*TESTO DELL'ESERCIZIO:*

Ha fatto molto discutere il caso della donna italiana che ha fermamente rifiutato di far tagliare il cordone ombelicale al figlio appena partorito. È successo il 15 settembre 2017 nel reparto di Ostetricia e Ginecologia dell’ospedale di San Daniele, nel Friuli Venezia Giulia: fulcro della questione sarebbe stata la forte convinzione religiosa della donna e del compagno, secondo la quale il cordone ombelicale del bambino dovesse cadere naturalmente, senza alcun aiuto medico (opinione religiosa successivamente soppiantata da una di natura più personale ed egoistica). Come riportato dal Messaggero Veneto, i medici avrebbero avvisato la coppia delle possibili complicazioni riguardo il mancato distacco del cordone, ma i genitori del piccolo sarebbero rimasti irremovibili sulla loro scelta “etica” e avrebbero inoltre minacciato di denunciare lo staff ospedaliero (riprendendo con un telefonino quanto stava accadendo) se avessero rimosso di loro iniziativa il cordone e condotto i consueti trattamenti medici rivolti a neonati e neomamme. Un caso che ha mosso non poco l’opinione pubblica e ha obbligato quindi i medici dell’ospedale di San Daniele a chiedere aiuto alla Procura perché, a loro avviso, le condizioni del neonato stavano peggiorando. Aiuto che, ovviamente, è arrivato: la Procura infatti ha reso disponibile l’intervento medico per salvare il bambino.

È un segno triste dei tempi, che dimostra a che punto è arrivata la medicina preventiva.

Ha annunciato il Procuratore capo della città di Udine, Antonio De Nicolo, aggiungendo informazioni rispetto la scelta della Procura di intervenire in questa controversa questione:

Ovviamente abbiamo risposto che devono salvare il bambino. La missione dei medici è salvare vite. Nel momento in cui sussiste un pericolo di vita, il trattamento sanitario va fatto. I medici devono essere liberi e sereni nello svolgere il loro lavoro per salvare i pazienti. Evitare le denunce è impossibile, ma qualora arrivasse, chiaramente archivieremo. Se al contrario il neonato fosse morto in assenza di intervento, in quel caso sì che avremmo aperto un fascicolo d’indagine.

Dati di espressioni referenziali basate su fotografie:
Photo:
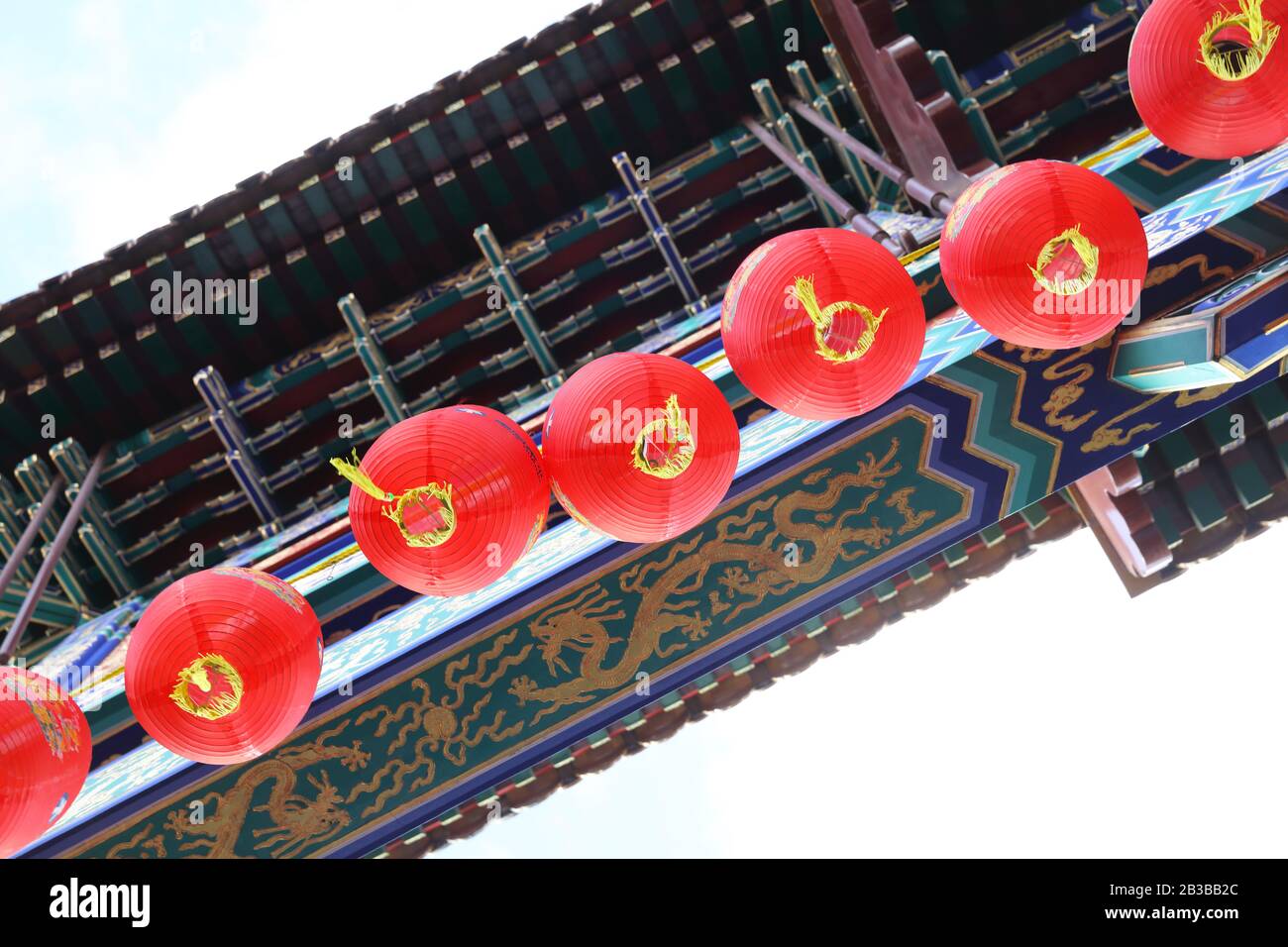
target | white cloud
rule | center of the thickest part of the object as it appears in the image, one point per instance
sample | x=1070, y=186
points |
x=258, y=93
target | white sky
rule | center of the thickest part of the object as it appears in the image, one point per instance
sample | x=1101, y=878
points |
x=1037, y=712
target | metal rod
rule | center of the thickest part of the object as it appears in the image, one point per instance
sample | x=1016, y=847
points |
x=29, y=535
x=47, y=569
x=936, y=200
x=822, y=189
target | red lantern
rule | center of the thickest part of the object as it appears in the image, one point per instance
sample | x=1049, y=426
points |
x=1043, y=254
x=449, y=500
x=823, y=324
x=46, y=748
x=223, y=664
x=1211, y=78
x=640, y=447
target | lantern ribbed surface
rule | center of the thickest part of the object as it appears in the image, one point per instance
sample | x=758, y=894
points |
x=1180, y=51
x=639, y=446
x=223, y=664
x=1043, y=254
x=46, y=749
x=822, y=324
x=487, y=508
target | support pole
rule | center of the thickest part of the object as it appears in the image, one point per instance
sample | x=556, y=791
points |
x=935, y=200
x=29, y=535
x=516, y=300
x=239, y=454
x=47, y=569
x=861, y=222
x=373, y=357
x=657, y=228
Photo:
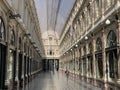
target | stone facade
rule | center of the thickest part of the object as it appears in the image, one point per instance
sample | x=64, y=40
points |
x=89, y=43
x=21, y=47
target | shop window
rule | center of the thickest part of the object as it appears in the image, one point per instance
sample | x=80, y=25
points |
x=111, y=39
x=2, y=29
x=112, y=62
x=12, y=38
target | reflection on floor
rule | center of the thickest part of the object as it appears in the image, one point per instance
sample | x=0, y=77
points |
x=57, y=81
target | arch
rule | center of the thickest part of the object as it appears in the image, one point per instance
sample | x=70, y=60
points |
x=111, y=39
x=98, y=44
x=2, y=29
x=12, y=39
x=90, y=47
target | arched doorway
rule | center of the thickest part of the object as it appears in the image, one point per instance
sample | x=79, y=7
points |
x=111, y=52
x=98, y=56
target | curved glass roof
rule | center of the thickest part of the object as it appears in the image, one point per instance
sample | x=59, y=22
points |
x=53, y=14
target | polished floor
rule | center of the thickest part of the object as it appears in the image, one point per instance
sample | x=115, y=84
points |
x=57, y=81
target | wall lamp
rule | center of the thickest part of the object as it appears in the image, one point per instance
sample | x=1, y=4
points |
x=13, y=16
x=107, y=22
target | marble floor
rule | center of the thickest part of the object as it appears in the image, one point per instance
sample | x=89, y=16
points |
x=57, y=81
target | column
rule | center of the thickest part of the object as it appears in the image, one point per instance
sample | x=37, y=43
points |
x=104, y=58
x=118, y=43
x=94, y=60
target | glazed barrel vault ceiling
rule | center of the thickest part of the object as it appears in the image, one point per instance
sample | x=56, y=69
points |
x=53, y=14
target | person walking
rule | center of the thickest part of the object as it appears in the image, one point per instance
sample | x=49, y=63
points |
x=67, y=74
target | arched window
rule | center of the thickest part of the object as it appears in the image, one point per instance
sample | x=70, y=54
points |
x=12, y=41
x=89, y=14
x=97, y=5
x=111, y=39
x=98, y=44
x=2, y=29
x=99, y=62
x=90, y=47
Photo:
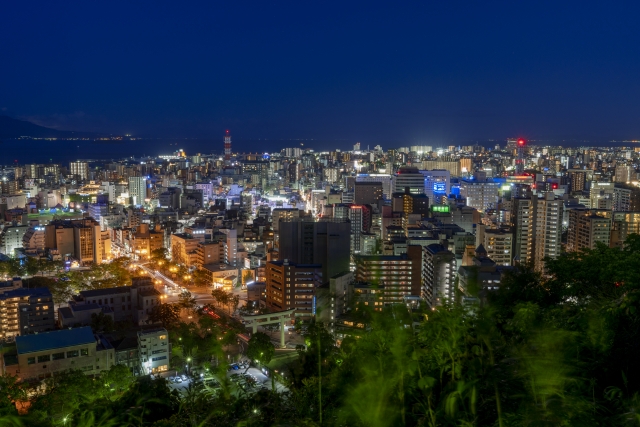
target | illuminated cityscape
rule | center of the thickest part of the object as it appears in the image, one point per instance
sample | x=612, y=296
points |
x=212, y=216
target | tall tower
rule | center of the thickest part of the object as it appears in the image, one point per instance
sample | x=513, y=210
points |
x=227, y=146
x=520, y=158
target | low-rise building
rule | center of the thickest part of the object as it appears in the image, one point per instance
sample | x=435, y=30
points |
x=45, y=354
x=154, y=350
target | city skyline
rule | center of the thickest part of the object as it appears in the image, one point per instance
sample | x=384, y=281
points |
x=417, y=73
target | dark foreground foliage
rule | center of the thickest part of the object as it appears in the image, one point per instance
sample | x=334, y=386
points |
x=555, y=350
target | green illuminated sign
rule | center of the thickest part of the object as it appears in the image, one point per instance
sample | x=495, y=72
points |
x=440, y=208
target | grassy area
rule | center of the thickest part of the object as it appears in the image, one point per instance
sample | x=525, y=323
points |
x=281, y=360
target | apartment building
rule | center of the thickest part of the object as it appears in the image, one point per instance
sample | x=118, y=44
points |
x=400, y=275
x=43, y=355
x=154, y=350
x=438, y=275
x=132, y=303
x=587, y=227
x=25, y=311
x=291, y=285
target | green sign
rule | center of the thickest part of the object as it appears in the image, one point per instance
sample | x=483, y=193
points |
x=440, y=208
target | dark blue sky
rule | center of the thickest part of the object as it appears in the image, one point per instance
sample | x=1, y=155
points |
x=415, y=71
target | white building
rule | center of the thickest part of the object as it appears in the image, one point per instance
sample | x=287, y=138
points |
x=480, y=194
x=154, y=350
x=11, y=239
x=138, y=189
x=436, y=181
x=411, y=177
x=387, y=181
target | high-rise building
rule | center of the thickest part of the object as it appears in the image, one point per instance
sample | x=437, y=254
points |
x=227, y=146
x=497, y=243
x=410, y=177
x=397, y=275
x=91, y=245
x=626, y=198
x=26, y=311
x=11, y=238
x=137, y=189
x=79, y=169
x=322, y=243
x=578, y=180
x=291, y=285
x=154, y=350
x=481, y=194
x=601, y=195
x=438, y=274
x=537, y=224
x=587, y=227
x=624, y=173
x=624, y=224
x=436, y=183
x=387, y=181
x=367, y=193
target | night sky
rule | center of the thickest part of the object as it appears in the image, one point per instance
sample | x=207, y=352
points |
x=416, y=71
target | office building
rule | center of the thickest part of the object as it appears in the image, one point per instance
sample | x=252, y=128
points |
x=26, y=311
x=154, y=350
x=438, y=275
x=293, y=286
x=137, y=189
x=498, y=244
x=387, y=181
x=409, y=177
x=537, y=226
x=624, y=224
x=11, y=238
x=123, y=303
x=324, y=243
x=587, y=228
x=367, y=193
x=481, y=194
x=46, y=354
x=399, y=275
x=437, y=183
x=80, y=170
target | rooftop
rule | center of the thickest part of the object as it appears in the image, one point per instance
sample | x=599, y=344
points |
x=55, y=339
x=106, y=291
x=26, y=292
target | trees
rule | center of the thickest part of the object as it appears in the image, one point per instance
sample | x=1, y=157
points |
x=247, y=276
x=201, y=278
x=10, y=392
x=186, y=301
x=260, y=348
x=102, y=322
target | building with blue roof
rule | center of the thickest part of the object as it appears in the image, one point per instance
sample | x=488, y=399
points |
x=44, y=354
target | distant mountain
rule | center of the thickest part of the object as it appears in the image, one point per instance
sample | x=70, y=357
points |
x=14, y=128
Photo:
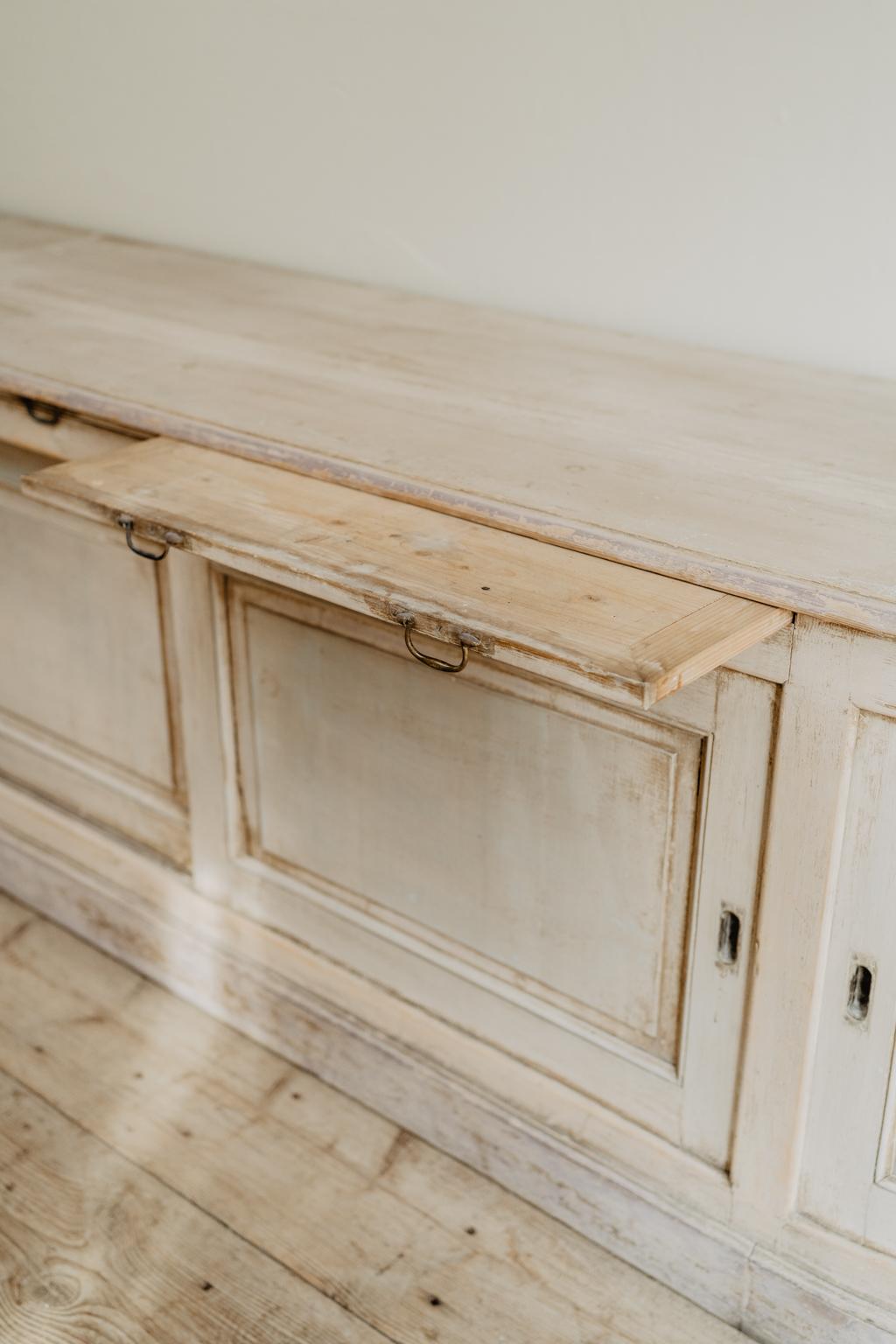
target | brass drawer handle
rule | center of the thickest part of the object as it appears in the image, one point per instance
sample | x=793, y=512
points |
x=439, y=664
x=170, y=539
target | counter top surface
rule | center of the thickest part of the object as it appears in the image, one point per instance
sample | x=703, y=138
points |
x=760, y=479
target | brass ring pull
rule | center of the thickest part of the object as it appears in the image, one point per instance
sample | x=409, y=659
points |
x=439, y=664
x=171, y=539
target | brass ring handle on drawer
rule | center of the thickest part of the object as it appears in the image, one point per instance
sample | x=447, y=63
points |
x=439, y=664
x=170, y=539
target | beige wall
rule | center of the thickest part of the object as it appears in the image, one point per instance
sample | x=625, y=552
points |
x=718, y=171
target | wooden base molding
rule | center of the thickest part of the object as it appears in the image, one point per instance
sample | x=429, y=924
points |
x=254, y=980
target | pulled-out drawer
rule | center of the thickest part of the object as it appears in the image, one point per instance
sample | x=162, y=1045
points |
x=522, y=850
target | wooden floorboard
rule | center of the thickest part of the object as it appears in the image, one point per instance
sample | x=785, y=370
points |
x=148, y=1151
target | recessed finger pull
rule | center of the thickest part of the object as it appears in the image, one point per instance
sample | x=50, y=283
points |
x=168, y=541
x=438, y=664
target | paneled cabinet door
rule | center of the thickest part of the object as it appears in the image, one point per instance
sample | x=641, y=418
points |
x=570, y=880
x=850, y=1167
x=88, y=711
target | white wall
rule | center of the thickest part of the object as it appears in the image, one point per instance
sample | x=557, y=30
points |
x=719, y=171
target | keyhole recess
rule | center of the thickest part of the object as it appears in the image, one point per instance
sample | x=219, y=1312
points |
x=728, y=938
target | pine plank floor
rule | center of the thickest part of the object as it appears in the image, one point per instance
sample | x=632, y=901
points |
x=165, y=1180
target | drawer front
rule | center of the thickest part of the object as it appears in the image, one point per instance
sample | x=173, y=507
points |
x=520, y=859
x=87, y=712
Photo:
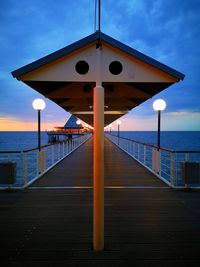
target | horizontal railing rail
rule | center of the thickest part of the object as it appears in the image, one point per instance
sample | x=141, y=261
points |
x=177, y=168
x=30, y=164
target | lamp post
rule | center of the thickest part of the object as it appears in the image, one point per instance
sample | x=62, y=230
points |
x=118, y=127
x=78, y=122
x=39, y=104
x=159, y=105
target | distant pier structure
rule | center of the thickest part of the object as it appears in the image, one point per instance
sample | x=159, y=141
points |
x=72, y=127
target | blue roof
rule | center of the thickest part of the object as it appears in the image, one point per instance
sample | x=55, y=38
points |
x=88, y=40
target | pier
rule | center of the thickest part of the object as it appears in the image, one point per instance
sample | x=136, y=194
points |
x=147, y=223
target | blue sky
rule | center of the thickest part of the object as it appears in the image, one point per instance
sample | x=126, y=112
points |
x=168, y=31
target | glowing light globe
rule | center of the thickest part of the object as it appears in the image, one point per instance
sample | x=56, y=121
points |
x=39, y=104
x=159, y=105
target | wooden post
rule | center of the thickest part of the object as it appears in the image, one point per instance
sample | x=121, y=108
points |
x=98, y=175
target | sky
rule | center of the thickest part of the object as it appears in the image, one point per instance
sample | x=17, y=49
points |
x=168, y=31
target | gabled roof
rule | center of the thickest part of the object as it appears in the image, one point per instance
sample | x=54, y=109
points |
x=88, y=40
x=71, y=123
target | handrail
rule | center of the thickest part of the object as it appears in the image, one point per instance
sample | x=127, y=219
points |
x=154, y=146
x=35, y=148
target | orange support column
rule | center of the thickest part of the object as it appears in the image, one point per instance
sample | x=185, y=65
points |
x=98, y=194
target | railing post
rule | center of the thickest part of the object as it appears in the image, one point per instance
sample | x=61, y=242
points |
x=144, y=154
x=172, y=168
x=52, y=154
x=63, y=145
x=24, y=169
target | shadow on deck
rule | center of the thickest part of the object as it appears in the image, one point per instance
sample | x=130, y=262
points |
x=150, y=226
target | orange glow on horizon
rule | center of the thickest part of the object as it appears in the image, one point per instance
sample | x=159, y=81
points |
x=12, y=124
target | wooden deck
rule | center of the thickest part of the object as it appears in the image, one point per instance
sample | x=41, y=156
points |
x=144, y=226
x=120, y=170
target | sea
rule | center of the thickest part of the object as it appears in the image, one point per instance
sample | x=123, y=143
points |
x=175, y=140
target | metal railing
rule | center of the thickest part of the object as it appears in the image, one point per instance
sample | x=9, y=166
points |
x=168, y=165
x=32, y=164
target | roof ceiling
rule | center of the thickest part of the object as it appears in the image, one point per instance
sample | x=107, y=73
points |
x=75, y=94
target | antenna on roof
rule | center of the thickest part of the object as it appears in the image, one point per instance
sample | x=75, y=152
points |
x=99, y=15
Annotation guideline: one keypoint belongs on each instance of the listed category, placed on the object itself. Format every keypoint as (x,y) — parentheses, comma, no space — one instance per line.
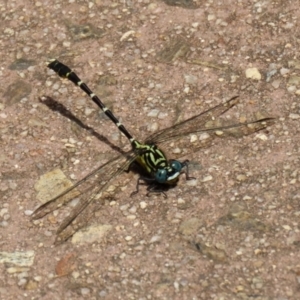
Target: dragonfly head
(169,174)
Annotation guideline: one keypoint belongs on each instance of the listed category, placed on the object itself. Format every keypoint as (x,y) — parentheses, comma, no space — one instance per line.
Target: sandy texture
(233,233)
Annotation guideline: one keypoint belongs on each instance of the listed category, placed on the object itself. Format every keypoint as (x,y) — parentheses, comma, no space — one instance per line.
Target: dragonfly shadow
(60,108)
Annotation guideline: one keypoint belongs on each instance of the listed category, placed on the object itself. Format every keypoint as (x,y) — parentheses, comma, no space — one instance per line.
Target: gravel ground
(233,233)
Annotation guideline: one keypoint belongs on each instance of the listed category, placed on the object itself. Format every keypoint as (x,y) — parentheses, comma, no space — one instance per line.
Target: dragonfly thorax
(169,174)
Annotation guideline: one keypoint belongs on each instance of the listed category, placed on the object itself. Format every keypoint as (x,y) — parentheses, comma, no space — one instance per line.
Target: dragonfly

*COMPITI DELL'ESERCIZIO:*
a. Secondo l'articolo sul cordone ombelicale, chi ricopre la carica di Procuratore capo della città di Udine?
b. Riprenda l'articolo sul cordone ombelicale proseguendo dopo l'ultima frase riportata.
Per svolgere l'esercizio non occorre consultare i record.

*RISPOSTE PER COMPITO:*
a. Antonio De Nicolo.

b.
Questo portato in esame non risulterebbe essere il primo caso di una consuetudine che, pian piano, starebbe prendendo piede nella nostra società. Tale si chiama Lotus Birth e si tratta di una pratica adottata da numerose donne la quale consiste nell’attendere il normale distaccamento della placenta e del cordone ombelicale. Il Lotus Birth risale ufficialmente al 1974 e prende il nome dell’infermiera americana Clair Lotus Day la quale per prima chiese che non venisse tagliato il cordone alla nascita del figlio.

Lotus Birth è il modo più dolce, sensibile e rispettoso per entrare nella vita. Il Lotus Birth è una bellissima e logica estensione della nascita naturale: ci invita a rispettare il cosiddetto secondamento, la fase in cui nasce la placenta, e ad onorare quest’ultima quale prima fonte di nutrimento del neonato.

Si legge fra i post proposti dalla community italiana ufficiale di tale pratica. Un modo, quindi, per entrare in contatto con la vita in modo naturale e riguardoso. Secondo tale community, infatti, il distacco della placenta deve avvenire solamente quando entrambi, bambino e placenta, hanno realmente concluso il loro rapporto e sono quindi pronti al momento della separazione. Ma il Lotus Birth, diversamente da quanto sopracitato, è una pratica fortemente sconsigliata dalla Società Italiana di Neonatologia (SIN):

Mancano oggi evidenze scientifiche che ne dimostrino il reale vantaggio per la mamma e per il neonato e il pericolo di infezioni che potrebbero mettere a rischio la salute e anche la vita del bambino non è infondato. I vantaggi ipotizzati di un maggiore passaggio di sangue dalla placenta al neonato, infatti, vengono meno dopo pochi minuti, quando il cordone smette di pulsare, mentre elevato può essere il rischio di infezione.

Ha annunciato la SIN nel suo sito internet ufficiale.